● **Records shown**
# # # # # # #
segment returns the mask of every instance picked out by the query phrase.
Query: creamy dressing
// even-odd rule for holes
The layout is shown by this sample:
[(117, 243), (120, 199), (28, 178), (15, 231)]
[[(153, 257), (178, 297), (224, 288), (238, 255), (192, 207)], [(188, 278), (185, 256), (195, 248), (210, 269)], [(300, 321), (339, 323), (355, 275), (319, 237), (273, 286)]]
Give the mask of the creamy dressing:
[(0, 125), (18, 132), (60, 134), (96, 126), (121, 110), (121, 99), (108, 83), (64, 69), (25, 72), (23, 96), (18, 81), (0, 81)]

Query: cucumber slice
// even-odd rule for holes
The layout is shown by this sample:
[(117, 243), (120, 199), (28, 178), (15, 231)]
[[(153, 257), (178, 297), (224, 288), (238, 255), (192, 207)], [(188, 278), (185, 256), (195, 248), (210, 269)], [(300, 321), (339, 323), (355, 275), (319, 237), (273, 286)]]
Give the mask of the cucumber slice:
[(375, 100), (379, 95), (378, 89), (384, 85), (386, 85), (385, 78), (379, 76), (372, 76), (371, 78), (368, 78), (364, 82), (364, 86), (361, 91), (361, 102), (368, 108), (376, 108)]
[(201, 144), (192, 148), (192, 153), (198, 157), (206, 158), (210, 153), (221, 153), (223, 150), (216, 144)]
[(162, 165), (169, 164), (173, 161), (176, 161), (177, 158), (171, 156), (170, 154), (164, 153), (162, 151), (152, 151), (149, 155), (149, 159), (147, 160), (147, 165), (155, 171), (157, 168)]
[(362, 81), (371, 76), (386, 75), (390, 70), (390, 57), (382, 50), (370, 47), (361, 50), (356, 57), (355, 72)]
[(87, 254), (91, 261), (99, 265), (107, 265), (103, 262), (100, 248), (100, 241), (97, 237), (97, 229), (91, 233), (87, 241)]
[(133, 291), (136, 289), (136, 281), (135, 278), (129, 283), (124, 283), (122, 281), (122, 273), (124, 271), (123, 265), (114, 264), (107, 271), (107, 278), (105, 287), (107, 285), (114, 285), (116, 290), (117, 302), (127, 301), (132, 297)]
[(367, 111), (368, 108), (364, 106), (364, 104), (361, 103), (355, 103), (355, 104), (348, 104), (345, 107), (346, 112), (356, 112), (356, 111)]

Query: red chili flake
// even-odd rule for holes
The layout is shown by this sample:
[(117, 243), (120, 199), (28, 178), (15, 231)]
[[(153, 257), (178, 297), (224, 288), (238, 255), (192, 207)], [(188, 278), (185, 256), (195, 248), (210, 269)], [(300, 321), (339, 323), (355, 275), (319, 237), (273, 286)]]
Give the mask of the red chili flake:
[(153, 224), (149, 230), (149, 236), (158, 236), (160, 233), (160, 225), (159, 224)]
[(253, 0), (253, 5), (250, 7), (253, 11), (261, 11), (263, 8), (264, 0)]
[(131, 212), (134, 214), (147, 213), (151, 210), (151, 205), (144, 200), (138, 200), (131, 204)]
# # # # # # #
● **What the exercise asks**
Print the material in full. Keep it exactly as it is.

● **Answer space**
segment returns the mask of every instance picked out by the query phrase.
Query: creamy dressing
// even-odd rule for holes
The layout is shown by this sample:
[(117, 243), (120, 199), (28, 178), (15, 231)]
[[(153, 257), (178, 297), (224, 288), (238, 255), (192, 207)], [(188, 278), (185, 256), (195, 248), (210, 269)], [(300, 321), (339, 323), (355, 275), (319, 237), (273, 286)]]
Give the mask of the creamy dressing:
[(0, 125), (18, 132), (60, 134), (96, 126), (121, 110), (121, 99), (108, 83), (64, 69), (25, 72), (23, 96), (18, 81), (0, 81)]

Query: cucumber slice
// even-odd rule for holes
The layout is shown by this sample:
[(117, 243), (120, 199), (28, 178), (15, 231)]
[[(153, 257), (178, 297), (224, 288), (238, 255), (192, 207)], [(188, 278), (185, 256), (195, 248), (210, 269)], [(300, 321), (339, 323), (355, 275), (319, 237), (273, 286)]]
Give the mask of the cucumber slice:
[(375, 100), (379, 95), (378, 89), (384, 85), (386, 85), (385, 78), (379, 76), (372, 76), (371, 78), (368, 78), (364, 82), (364, 86), (361, 91), (361, 102), (368, 108), (376, 108)]
[(201, 144), (192, 148), (192, 153), (198, 157), (206, 158), (210, 153), (221, 153), (223, 150), (216, 144)]
[(162, 165), (169, 164), (173, 161), (176, 161), (177, 158), (171, 156), (170, 154), (164, 153), (162, 151), (152, 151), (149, 155), (149, 159), (147, 160), (147, 165), (155, 171), (157, 168)]
[(362, 81), (371, 76), (386, 75), (390, 70), (390, 57), (382, 50), (370, 47), (361, 50), (356, 57), (355, 72)]
[(87, 254), (91, 261), (99, 265), (107, 265), (103, 262), (100, 248), (100, 241), (97, 237), (97, 229), (91, 233), (87, 241)]
[(133, 291), (136, 289), (136, 281), (135, 278), (129, 283), (124, 283), (122, 281), (122, 273), (124, 271), (123, 265), (114, 264), (107, 271), (107, 278), (105, 287), (107, 285), (114, 285), (116, 290), (117, 302), (127, 301), (132, 297)]
[(367, 111), (368, 108), (364, 106), (364, 104), (361, 103), (355, 103), (355, 104), (348, 104), (345, 107), (346, 112), (356, 112), (356, 111)]

Query: red chili flake
// even-odd rule for holes
The layout is shown by this sample:
[(117, 243), (120, 199), (28, 178), (15, 231)]
[[(153, 257), (178, 297), (224, 288), (238, 255), (192, 207)], [(188, 278), (185, 256), (195, 248), (210, 269)], [(300, 321), (339, 323), (355, 275), (319, 237), (273, 286)]]
Give the mask of the red chili flake:
[(153, 224), (149, 230), (149, 236), (158, 236), (160, 233), (160, 225), (159, 224)]
[(253, 0), (253, 5), (250, 7), (253, 11), (261, 11), (263, 8), (264, 0)]
[(131, 212), (134, 214), (147, 213), (151, 210), (151, 205), (144, 200), (138, 200), (131, 204)]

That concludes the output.